[Input data]
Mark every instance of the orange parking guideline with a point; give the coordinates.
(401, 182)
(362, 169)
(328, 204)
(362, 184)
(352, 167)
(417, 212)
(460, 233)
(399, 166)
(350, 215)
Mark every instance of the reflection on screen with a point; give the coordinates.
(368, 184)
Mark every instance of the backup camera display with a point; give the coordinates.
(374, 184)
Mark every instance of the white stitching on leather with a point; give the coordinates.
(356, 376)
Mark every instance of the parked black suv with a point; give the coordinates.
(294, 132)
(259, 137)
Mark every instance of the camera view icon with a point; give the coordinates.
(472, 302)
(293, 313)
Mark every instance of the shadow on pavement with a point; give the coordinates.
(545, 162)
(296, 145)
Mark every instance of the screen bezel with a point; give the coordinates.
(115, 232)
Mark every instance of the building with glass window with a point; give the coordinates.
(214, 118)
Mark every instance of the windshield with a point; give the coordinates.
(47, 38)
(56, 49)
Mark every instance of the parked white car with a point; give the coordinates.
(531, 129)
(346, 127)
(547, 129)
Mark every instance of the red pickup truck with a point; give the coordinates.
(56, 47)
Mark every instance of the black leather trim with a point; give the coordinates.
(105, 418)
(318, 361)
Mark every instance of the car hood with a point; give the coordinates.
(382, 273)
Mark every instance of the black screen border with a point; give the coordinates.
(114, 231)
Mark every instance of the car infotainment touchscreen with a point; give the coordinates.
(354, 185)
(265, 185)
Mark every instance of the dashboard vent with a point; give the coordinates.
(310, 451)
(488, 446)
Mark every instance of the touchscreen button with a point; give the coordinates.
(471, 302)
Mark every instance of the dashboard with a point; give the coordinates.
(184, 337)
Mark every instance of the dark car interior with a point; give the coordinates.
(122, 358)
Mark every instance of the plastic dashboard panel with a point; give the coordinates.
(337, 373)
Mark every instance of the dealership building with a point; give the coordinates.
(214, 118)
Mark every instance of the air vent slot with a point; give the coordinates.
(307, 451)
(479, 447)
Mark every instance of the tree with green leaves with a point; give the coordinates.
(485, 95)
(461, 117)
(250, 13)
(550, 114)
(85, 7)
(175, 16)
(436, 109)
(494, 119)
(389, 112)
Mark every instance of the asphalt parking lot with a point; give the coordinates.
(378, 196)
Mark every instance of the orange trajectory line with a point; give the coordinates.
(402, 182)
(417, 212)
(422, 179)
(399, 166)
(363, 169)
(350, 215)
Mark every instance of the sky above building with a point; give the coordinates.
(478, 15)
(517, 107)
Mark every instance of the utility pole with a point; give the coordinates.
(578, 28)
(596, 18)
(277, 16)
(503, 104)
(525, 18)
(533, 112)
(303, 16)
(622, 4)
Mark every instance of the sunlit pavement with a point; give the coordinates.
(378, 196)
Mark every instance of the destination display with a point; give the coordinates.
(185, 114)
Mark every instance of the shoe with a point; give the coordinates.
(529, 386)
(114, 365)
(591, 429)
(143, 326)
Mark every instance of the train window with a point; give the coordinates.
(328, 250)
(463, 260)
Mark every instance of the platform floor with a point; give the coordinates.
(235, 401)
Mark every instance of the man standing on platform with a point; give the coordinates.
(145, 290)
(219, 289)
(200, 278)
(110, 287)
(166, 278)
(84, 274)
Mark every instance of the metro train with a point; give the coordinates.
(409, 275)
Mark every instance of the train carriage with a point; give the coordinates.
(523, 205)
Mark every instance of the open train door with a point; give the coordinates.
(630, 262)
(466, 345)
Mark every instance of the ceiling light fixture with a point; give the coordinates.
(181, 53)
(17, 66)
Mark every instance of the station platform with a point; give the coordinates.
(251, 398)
[/Input data]
Output each record above exactly, omitting nothing.

» **Result**
Mark every instance of the orange parking guideline with a point; give the coordinates.
(401, 182)
(362, 169)
(328, 204)
(362, 184)
(352, 167)
(417, 212)
(460, 233)
(399, 166)
(350, 215)
Mark every instance of the reflection on screen with a point; give the coordinates.
(368, 184)
Mark every instance of the backup camera display with a point; give the coordinates.
(374, 184)
Mark every instance of the white stitching on leather with a point; give the coordinates.
(356, 376)
Mark every instance of the parked black suv with a point; give the coordinates.
(294, 132)
(259, 137)
Mark every instance of the camera view icon with a point; give the coordinates.
(472, 302)
(293, 313)
Mark every instance of the shadow on pavement with a point; give the coordinates.
(545, 162)
(296, 145)
Mark every instance of the screen bezel with a point; give the coordinates.
(115, 232)
Mark every instance of the building with glass window with a point; give the coordinates.
(214, 118)
Mark every instance of the windshield with a point; give the coordinates.
(47, 38)
(56, 49)
Mark every instance of the parked white car with a point; give the coordinates.
(531, 129)
(346, 127)
(547, 129)
Mark every instance of the red pickup truck with a point; give the coordinates.
(56, 47)
Mark every instance of the black leather trim with a point; give the coordinates.
(105, 418)
(318, 361)
Mark every instance of the car hood with a point; give the coordinates.
(382, 273)
Mark every instance of the black screen border with a point; give the coordinates.
(114, 231)
Mark every instance of the car infotainment touchscreen with a point; give the coordinates.
(354, 185)
(265, 185)
Mark every instance of the dashboard vent with a point; give the coordinates.
(310, 451)
(488, 446)
Mark every instance of the touchscreen button with a point; give the coordinates.
(471, 302)
Mark every instance of the dashboard with a point; give the coordinates.
(184, 337)
Mark every instance of the dark car interior with a point; give the coordinates.
(122, 358)
Mark every instance of the plastic dashboard panel with a point; give the coordinates.
(337, 373)
Mark every instance of the dealership building with a point; give the coordinates.
(214, 118)
Mark every instance of the air vent slot with a point; give the coordinates.
(307, 451)
(479, 447)
Mark every instance of the tree with green leaves with a point; give the coordinates.
(485, 95)
(461, 117)
(250, 13)
(550, 114)
(85, 7)
(175, 16)
(436, 109)
(494, 119)
(389, 112)
Mark every instance of the asphalt parking lot with a point; give the coordinates.
(378, 196)
Mark every instance of the orange trajectory line with a point; give the coordinates.
(402, 182)
(417, 212)
(422, 179)
(399, 166)
(363, 169)
(350, 215)
Mark every instance of the sky above building with a point; give the coordinates.
(478, 15)
(517, 107)
Mark every instance of the utility pole with a point; give the coordinates.
(578, 28)
(596, 18)
(277, 16)
(503, 104)
(525, 18)
(533, 112)
(303, 16)
(622, 4)
Mark every instance of the sunlit pavement with a point; give the coordinates.
(378, 196)
Mark every instance of the destination display with a point; give the coordinates.
(185, 114)
Mark every instance of the shoe with a point; give the coordinates.
(529, 386)
(114, 365)
(591, 429)
(143, 326)
Mark every instance of the train window with a point; give the coordinates.
(328, 250)
(463, 260)
Mark every instance of the platform floor with a point; give the coordinates.
(235, 401)
Mark every instance of the man standing on platform with a point; give the coordinates.
(145, 290)
(219, 289)
(200, 278)
(110, 287)
(166, 278)
(84, 274)
Mark every instance of the metro train with a point; give the coordinates.
(409, 275)
Mark every instance of the train carriage with a point; give the coordinates.
(523, 205)
Mark every instance of the open train door with a point; give the coordinates.
(630, 262)
(466, 345)
Mark every instance of the ceiling light fixture with a point; give the coordinates.
(181, 53)
(17, 66)
Mark every instance of the station platform with a point; give the coordinates.
(251, 398)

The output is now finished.